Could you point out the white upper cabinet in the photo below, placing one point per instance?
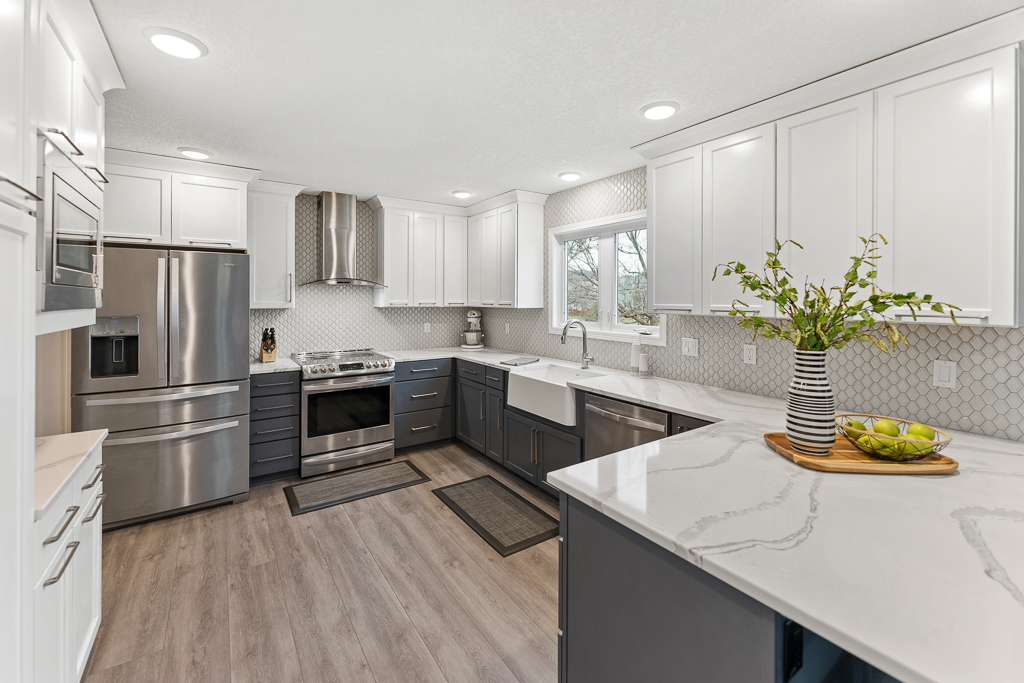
(428, 259)
(674, 220)
(137, 205)
(738, 213)
(208, 212)
(824, 188)
(947, 186)
(271, 244)
(456, 260)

= = = = = = =

■ 任务要求
请把以上所有条目中的“white upper cabinet”换成“wooden wall shelf”，其余内容一字不改地重新写出，答案中不要放图片。

■ 本题回答
Could you point out the wooden wall shelf in the photo below, placing one point per instance?
(428, 259)
(674, 220)
(137, 205)
(738, 213)
(208, 212)
(824, 188)
(947, 186)
(271, 244)
(456, 260)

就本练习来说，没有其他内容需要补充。